====== READING TEXT
Component Watch: What's Moving This Week

GaN power devices. Infineon lead times have stretched from 12 to 16–22 weeks, pulled by AI server power-supply units and EV chargers. GaN's high switching frequency (often 1–3 MHz) is exactly why it is used in dense power conversion — and exactly why it is an EMI source.

Aluminum substrates (IMS). Insulated-metal-substrate board lead times are up ~20% on AI-accelerator thermal demand. With aluminum at $3,667/t (+49% YoY), the substrate is getting more expensive on both supply and material cost.

Ferrite beads. High-current automotive-grade ferrite beads are showing distributor inventory below 8 weeks. Ferrite beads are a frontline conducted-EMI tool — tightness here directly raises EMC design risk.

AI Hardware: The 800-Watt Problem

A modern AI rack is the most hostile EMI environment ever shipped in volume — and it is sitting in a room with thousands of identical neighbors.

The numbers have moved past Blackwell. NVLink 6 now runs 400 Gbps SerDes for 3.6 TB/s of bandwidth per GPU, and an NVIDIA Vera Rubin NVL144 rack draws 300+ kW. Consider what that means electromagnetically.

To deliver hundreds of kilowatts at sub-volt core rails, the power-delivery network runs multiphase voltage regulators switching at 500 kHz–1 MHz, each phase commutating 100+ amps. The relevant EMI quantity is not the current but its time derivative:

V_noise = L_parasitic × (di/dt)
============
====== STORED DATA
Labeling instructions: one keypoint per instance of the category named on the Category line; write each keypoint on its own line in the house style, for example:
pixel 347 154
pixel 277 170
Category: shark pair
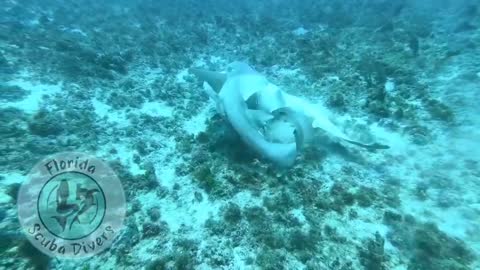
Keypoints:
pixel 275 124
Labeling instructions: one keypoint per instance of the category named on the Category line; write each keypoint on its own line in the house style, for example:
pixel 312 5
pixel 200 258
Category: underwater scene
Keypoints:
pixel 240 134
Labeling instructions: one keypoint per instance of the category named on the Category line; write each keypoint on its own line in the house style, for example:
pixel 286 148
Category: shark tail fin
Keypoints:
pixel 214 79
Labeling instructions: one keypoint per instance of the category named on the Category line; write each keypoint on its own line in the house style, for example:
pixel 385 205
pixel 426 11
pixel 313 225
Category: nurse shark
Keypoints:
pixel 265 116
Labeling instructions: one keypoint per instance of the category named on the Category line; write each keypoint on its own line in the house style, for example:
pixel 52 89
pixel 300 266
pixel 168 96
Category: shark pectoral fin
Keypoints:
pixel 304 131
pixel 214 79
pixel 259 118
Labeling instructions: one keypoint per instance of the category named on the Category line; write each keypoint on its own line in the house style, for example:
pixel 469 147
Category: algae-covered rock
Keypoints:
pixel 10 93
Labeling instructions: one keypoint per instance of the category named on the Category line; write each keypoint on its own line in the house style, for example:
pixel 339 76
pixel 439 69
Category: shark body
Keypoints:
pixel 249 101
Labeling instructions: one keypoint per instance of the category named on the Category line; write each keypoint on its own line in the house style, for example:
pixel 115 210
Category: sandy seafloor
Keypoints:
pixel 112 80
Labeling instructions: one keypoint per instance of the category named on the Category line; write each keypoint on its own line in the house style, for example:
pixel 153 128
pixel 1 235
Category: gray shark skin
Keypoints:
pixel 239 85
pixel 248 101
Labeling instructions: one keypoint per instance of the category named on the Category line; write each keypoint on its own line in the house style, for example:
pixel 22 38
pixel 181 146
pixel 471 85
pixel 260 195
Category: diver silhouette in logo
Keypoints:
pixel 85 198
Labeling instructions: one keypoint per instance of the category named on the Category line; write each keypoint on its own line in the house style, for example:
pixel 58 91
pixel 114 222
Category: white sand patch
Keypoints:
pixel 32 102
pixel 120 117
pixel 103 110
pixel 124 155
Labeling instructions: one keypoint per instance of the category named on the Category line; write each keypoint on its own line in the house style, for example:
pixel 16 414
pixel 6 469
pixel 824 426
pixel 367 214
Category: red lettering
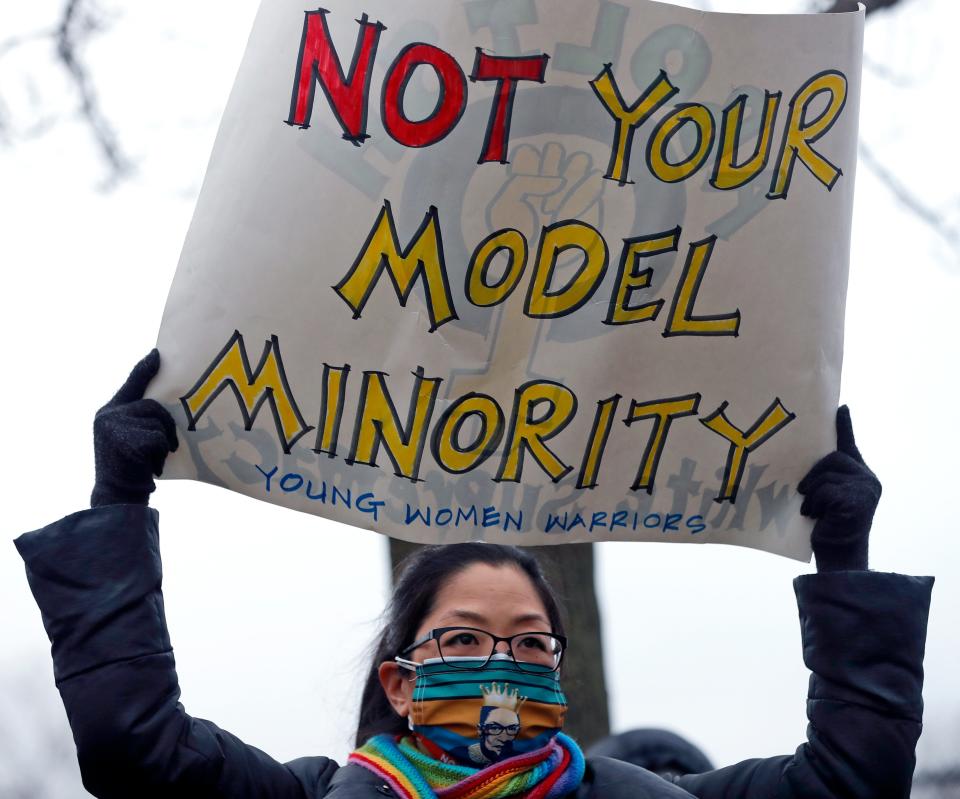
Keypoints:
============
_DIRECTIVES_:
1. In the component and EMI newsletter, how much power does an NVIDIA Vera Rubin NVL144 rack draw?
2. Continue the component and EMI newsletter from the point where it stops.

_ANSWERS TO THE TASKS_:
1. 300+ kW.

2.
A 100 A transition in 10 ns is di/dt = 10¹⁰ A/s. Across just 100 pH of parasitic loop inductance, that generates 1 volt of switching noise — per phase, per regulator, multiplied across a rack with thousands of phases.

That noise propagates two ways:

Conducted — through the power-distribution network into adjacent boards, where it appears as rail ripple and ground bounce.
Radiated — from every loop, harness, and aperture, with a spectrum extending into the GHz because the edge rates, not the switching frequency, set the knee (f_knee ≈ 0.35/t_rise).

The 400 Gbps NVLink 6 SerDes lanes are simultaneously the victims — a few hundred millivolts of coupled noise closes a high-speed eye. Board-level shielding is no longer a compliance checkbox in this environment; it is the wall between the power section's switching noise and the SerDes that must survive it.

⚠️The datacenter multiplier

One rack is hard enough. A datacenter hall has hundreds. Conducted emissions sum on shared infrastructure; radiated fields superpose. EMC design margin that is "fine" on a single rack on the bench can be marginal at hall scale.

Design Corner: Your Thermal Pad Is Killing Your Shield

Here is a failure mode that hides in the mechanical BOM. A board-level shield is grounded to the PCB at a defined set of points — that controlled ground is what makes it a Faraday boundary. Now a heatsink is mounted above, and a thermal interface material (TIM) fills the gap between heatsink and shield (or heatsink and die).

If that TIM is electrically conductive (graphite-loaded, metal-particle-filled), it couples the heatsink to the shield. The heatsink — a large, ungrounded or differently-grounded piece of metal — is now electrically part of your shield system. It becomes a driven monopole/patch: noise currents on the shield flow into the heatsink, and the heatsink's geometry radiates them. Measured effect: 10–15 dB of added radiated emissions in the 1–3 GHz band.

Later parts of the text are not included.